(Your instructions):
Look below for the line with "Place one keypoint on each instance of the tall". Extract that line and each one after it through the last, word for word.

(Input):
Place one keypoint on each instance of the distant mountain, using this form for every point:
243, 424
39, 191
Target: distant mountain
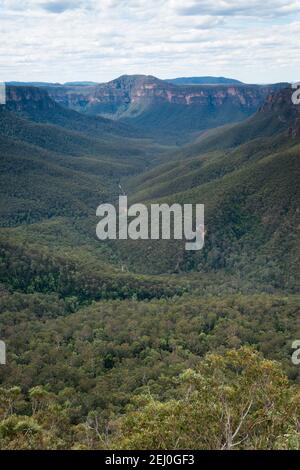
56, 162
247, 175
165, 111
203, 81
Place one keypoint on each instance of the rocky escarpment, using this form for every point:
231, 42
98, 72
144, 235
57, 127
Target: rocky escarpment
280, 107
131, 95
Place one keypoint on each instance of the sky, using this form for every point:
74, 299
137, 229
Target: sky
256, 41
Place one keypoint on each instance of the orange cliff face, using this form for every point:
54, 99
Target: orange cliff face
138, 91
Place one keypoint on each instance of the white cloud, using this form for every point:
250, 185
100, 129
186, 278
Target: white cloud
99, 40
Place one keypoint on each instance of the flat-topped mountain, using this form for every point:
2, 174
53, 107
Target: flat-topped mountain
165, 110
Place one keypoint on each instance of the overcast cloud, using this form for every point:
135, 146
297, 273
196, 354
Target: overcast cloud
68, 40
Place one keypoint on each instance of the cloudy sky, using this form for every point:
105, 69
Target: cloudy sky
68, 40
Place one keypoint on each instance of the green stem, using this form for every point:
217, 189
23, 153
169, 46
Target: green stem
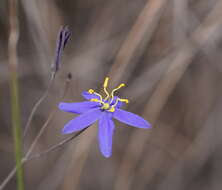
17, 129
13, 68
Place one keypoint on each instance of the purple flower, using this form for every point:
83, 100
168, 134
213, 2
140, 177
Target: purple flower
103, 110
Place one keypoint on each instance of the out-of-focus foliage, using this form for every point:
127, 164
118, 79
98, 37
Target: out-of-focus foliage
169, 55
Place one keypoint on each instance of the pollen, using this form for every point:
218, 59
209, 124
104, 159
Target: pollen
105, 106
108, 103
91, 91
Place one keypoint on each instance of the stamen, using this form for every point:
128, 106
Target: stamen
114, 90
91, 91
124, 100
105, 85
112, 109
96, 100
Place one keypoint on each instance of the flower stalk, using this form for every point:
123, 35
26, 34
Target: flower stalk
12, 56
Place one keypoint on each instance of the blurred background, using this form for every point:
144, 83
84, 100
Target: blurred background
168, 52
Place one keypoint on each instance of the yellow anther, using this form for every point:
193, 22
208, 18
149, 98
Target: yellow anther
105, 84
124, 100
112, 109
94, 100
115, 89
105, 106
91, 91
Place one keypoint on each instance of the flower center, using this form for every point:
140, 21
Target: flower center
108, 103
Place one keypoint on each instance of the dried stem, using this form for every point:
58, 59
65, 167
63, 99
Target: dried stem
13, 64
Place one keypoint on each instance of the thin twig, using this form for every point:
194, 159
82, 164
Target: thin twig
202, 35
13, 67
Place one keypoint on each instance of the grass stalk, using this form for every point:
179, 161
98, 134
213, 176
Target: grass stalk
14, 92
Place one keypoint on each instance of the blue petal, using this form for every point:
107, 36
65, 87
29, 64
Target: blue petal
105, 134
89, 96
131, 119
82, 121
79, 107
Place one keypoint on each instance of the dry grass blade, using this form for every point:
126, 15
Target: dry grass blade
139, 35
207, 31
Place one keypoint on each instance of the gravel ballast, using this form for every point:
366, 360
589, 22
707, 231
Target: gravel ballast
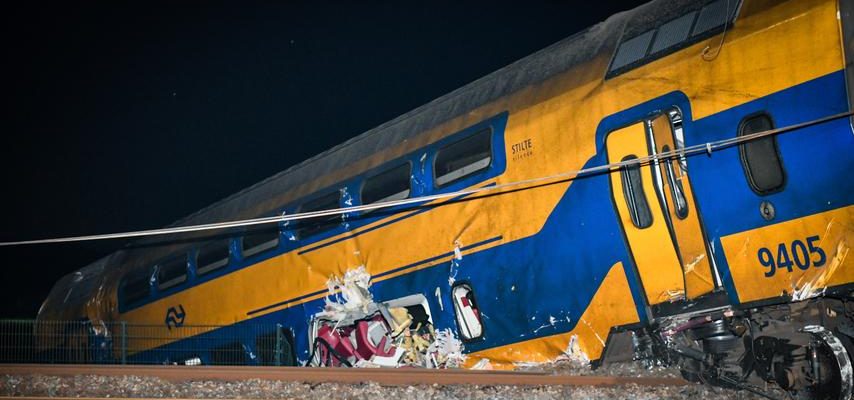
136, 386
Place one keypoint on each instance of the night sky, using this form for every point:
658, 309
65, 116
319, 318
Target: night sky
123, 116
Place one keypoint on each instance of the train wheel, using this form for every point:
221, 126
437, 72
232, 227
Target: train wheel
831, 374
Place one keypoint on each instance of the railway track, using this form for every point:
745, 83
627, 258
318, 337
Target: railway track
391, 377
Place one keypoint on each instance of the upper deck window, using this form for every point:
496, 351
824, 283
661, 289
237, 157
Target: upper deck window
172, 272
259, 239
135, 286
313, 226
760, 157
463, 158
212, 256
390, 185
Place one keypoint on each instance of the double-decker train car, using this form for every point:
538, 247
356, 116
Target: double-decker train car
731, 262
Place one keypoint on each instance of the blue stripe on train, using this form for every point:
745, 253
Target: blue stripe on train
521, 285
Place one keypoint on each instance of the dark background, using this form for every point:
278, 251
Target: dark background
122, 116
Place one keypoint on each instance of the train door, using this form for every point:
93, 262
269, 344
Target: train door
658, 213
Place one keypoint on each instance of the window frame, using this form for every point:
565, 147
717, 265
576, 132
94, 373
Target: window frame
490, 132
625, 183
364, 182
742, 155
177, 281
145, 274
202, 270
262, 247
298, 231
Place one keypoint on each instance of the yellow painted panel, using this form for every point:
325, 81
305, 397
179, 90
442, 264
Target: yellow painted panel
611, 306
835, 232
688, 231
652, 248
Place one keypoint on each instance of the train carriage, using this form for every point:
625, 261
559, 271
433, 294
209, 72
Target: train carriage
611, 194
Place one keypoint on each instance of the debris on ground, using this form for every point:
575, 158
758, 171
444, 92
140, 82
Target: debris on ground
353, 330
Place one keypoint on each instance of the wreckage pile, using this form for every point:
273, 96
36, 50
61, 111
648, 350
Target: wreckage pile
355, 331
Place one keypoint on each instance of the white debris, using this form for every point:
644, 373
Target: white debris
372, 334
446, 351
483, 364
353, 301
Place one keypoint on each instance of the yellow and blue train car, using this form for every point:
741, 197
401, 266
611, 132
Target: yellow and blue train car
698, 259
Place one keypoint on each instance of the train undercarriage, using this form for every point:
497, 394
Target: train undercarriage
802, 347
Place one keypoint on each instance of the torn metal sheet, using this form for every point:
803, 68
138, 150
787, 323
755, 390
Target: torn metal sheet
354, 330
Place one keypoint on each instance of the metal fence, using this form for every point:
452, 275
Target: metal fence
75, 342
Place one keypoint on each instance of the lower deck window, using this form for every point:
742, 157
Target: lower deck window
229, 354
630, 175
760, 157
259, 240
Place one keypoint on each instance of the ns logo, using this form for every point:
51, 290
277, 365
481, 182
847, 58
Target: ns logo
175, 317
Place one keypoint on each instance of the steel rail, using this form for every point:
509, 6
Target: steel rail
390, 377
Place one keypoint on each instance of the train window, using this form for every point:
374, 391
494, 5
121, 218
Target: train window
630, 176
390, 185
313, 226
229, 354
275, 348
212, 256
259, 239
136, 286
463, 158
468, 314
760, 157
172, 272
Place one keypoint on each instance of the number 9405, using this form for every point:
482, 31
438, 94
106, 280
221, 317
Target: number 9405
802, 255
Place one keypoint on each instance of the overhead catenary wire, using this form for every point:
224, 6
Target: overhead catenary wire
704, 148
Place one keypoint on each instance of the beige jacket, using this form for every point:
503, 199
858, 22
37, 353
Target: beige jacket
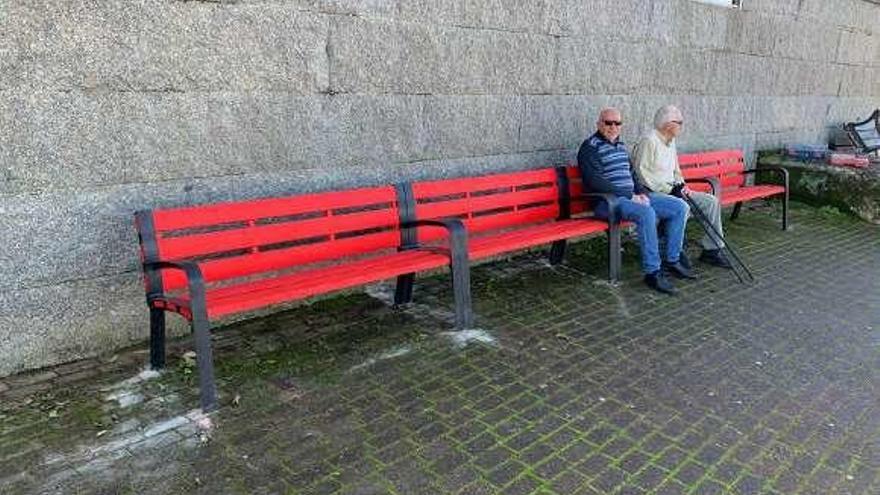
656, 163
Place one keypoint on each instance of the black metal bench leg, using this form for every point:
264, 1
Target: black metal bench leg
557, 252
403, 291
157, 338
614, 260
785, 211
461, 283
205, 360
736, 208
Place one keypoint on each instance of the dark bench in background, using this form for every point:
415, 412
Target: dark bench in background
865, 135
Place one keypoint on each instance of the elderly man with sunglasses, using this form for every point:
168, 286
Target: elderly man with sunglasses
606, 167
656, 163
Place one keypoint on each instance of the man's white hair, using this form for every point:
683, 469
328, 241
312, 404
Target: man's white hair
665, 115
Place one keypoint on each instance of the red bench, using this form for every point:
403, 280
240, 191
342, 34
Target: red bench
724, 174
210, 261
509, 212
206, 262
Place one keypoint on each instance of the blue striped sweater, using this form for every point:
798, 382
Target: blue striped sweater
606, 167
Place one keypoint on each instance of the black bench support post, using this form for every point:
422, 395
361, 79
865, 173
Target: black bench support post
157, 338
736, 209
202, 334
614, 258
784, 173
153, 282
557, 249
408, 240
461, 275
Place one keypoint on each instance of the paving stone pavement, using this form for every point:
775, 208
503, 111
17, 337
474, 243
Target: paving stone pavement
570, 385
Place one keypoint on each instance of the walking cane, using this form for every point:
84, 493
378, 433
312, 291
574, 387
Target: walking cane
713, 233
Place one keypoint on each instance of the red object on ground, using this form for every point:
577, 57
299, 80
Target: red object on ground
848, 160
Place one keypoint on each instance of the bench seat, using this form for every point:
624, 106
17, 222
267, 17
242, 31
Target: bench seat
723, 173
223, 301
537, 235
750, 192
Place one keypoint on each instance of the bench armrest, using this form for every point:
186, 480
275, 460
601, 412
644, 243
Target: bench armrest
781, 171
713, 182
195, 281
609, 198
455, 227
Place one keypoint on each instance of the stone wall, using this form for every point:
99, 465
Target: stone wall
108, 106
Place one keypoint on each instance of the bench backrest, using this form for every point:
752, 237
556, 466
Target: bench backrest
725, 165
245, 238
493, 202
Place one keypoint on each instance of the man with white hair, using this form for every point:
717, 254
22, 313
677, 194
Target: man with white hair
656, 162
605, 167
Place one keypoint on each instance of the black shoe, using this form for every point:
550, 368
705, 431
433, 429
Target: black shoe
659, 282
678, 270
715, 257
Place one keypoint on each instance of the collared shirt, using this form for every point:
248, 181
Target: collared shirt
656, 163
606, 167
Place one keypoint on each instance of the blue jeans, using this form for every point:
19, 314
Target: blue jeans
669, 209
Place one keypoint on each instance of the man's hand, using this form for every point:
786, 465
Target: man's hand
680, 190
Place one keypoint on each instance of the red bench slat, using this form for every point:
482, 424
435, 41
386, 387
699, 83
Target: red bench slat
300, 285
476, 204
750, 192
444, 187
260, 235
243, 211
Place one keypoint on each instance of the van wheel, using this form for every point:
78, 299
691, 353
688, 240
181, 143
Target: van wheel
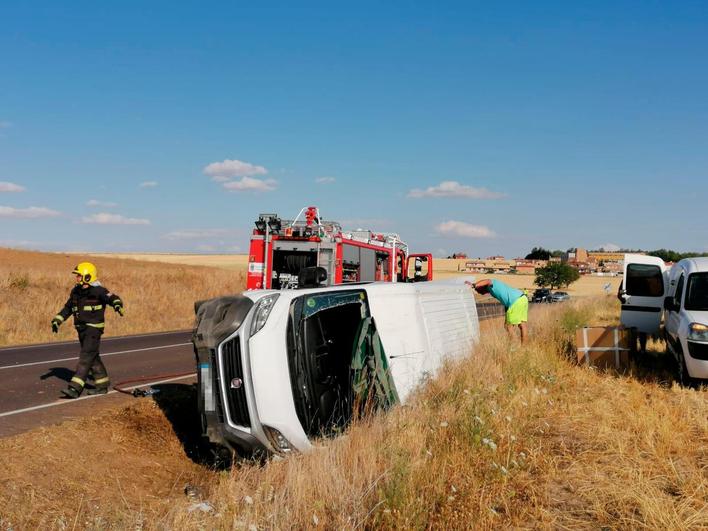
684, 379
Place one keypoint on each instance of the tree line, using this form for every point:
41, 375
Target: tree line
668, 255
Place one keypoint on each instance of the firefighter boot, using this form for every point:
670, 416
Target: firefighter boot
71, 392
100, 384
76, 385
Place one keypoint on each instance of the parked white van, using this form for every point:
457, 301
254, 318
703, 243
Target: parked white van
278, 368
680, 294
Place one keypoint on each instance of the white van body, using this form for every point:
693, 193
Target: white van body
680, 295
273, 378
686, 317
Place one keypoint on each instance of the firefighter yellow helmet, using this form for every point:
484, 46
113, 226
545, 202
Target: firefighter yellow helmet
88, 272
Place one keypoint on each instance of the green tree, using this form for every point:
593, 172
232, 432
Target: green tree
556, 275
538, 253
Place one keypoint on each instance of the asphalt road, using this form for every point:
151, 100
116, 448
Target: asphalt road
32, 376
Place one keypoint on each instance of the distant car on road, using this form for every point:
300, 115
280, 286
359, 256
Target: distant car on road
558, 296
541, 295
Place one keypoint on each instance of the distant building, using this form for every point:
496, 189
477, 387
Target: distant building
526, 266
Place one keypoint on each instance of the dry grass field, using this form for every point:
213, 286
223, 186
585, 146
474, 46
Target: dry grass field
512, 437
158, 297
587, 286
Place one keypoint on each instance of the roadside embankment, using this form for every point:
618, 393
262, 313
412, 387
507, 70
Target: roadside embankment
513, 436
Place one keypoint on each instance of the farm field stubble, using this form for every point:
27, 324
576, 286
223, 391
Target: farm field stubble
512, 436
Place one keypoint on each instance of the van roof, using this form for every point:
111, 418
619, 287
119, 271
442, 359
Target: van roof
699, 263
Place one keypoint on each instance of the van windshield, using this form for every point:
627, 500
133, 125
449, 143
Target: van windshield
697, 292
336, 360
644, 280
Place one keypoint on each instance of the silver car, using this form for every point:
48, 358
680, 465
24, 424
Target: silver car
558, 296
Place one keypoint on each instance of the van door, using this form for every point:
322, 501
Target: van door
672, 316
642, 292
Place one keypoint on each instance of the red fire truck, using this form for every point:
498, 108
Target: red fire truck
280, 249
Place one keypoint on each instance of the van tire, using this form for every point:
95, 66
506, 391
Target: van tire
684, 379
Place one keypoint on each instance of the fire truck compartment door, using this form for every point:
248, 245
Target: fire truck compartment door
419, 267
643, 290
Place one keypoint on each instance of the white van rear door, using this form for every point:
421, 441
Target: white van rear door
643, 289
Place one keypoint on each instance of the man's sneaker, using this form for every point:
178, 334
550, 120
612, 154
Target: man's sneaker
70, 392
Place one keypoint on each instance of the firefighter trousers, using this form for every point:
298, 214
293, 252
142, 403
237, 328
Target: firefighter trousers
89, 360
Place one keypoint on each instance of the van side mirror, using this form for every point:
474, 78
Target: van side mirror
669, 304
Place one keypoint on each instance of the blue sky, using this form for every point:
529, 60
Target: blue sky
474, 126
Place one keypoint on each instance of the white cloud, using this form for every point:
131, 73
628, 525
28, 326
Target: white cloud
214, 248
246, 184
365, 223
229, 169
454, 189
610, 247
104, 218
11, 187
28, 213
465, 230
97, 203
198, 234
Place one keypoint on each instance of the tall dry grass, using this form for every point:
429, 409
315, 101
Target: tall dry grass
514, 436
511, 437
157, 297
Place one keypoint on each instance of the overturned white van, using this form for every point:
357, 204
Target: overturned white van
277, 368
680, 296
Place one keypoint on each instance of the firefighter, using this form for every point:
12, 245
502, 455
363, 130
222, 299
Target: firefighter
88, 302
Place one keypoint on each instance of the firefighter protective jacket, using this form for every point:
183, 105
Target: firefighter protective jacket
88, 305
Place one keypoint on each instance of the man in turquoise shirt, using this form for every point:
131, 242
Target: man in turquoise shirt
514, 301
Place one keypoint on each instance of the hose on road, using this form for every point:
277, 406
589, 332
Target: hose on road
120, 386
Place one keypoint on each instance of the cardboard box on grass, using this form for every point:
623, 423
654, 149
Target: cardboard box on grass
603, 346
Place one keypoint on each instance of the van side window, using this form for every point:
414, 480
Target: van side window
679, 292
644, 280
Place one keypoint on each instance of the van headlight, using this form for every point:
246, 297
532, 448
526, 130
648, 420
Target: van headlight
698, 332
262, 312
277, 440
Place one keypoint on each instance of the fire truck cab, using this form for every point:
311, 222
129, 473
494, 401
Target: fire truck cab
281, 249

(The output):
Place one keypoint on each instance of the tall dry grass, using this form for every point:
429, 409
315, 101
Target: tall dry grass
514, 436
511, 437
157, 297
Place one keypoint on each instance of the overturned white van, using this form for every point:
357, 204
Target: overturned white van
277, 368
680, 296
Place one keypoint on each instance of the firefighter, using this form for every point:
12, 245
502, 455
363, 130
222, 299
Target: firefighter
88, 302
Place one keypoint on each instance of the firefighter protective jacket, using this form for every point:
183, 105
Target: firefighter protective jacket
88, 305
Place one keypoint on each instance of the man in turquoise shirt, using this form for every point:
131, 242
Target: man in turquoise shirt
514, 301
Place one keypoint on each instance of the hose on road, using this form for every point:
277, 406
589, 332
Target: hose on road
120, 386
Place one keypoint on each instance of the cardboard box on grass, using this form for every point:
623, 423
654, 149
Target: cardboard box on grass
603, 346
Place one keypoint on each instance of the van side window, using this form for every point:
414, 480
Target: van side window
679, 292
644, 280
Place one keypoint on each instance of the van headlight, using this form for every point:
246, 297
532, 448
526, 130
648, 420
Target: van headlight
698, 332
262, 312
277, 440
Place one keypoint on each instance of the fire truck cab, using this form for every point:
311, 222
129, 473
494, 401
Target: fire truck cab
281, 249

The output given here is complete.